Reproduce all of the lines below word for word, leaving out the pictures.

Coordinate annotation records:
━━━━━━━━━━

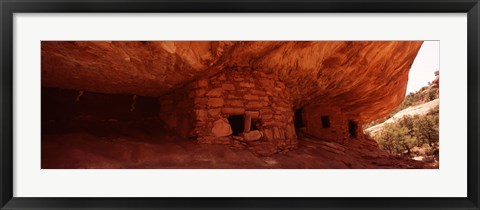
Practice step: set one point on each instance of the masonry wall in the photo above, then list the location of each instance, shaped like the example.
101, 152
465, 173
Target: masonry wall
238, 92
338, 129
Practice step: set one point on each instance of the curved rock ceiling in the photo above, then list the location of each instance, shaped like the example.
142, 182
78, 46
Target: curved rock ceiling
367, 79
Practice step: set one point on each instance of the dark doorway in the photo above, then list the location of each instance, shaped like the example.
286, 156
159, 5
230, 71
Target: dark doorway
325, 122
298, 119
254, 124
352, 128
237, 122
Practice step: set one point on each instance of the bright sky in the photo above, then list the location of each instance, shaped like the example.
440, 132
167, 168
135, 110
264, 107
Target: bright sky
424, 66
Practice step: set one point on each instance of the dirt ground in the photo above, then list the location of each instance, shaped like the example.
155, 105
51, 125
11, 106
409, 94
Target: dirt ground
111, 144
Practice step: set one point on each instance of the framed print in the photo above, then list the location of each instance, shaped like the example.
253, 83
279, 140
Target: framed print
239, 105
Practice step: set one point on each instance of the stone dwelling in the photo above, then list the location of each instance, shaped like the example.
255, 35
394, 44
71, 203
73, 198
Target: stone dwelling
254, 95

━━━━━━━━━━

Written reply:
Practice step: set one point on each instance of the masonry wall in the photo above, then list the location of each instance, shaped like the example.
101, 152
465, 173
Target: masonry wall
238, 92
338, 129
Practice step: set one point on each instance of the curved rock ceiling in the photo above, then list the location of each instance, shaped like the example.
142, 182
78, 46
Target: curved rock ceiling
367, 79
Practice step: set one point on each instance of the dark doorway in the photo above, then list the location of each instance, shaped like the example.
286, 156
159, 5
230, 71
Target: dark doorway
325, 122
298, 119
254, 124
352, 128
237, 122
Practice step: set one point on each instance of the bright sky in the photo above, then list the location of each instance, shaped like the example.
440, 132
167, 168
135, 110
264, 107
Target: bright sky
424, 66
Practice step: set one point on each instance of the dirt ground in the photo above, then list the location of each instance, shaped like the example.
155, 105
51, 125
11, 106
409, 94
Target: dirt ground
111, 144
Practice step: set one point on each instance of the framed print in the photo above, then list the location of each instance, shaped like the example.
253, 83
279, 140
Target: framed print
239, 105
Practice step: set one point on each instance of the stone dwelling in the photo above, then list the location of each instance, shaped like the example.
255, 35
394, 44
71, 203
73, 198
Target: stone dwelling
254, 95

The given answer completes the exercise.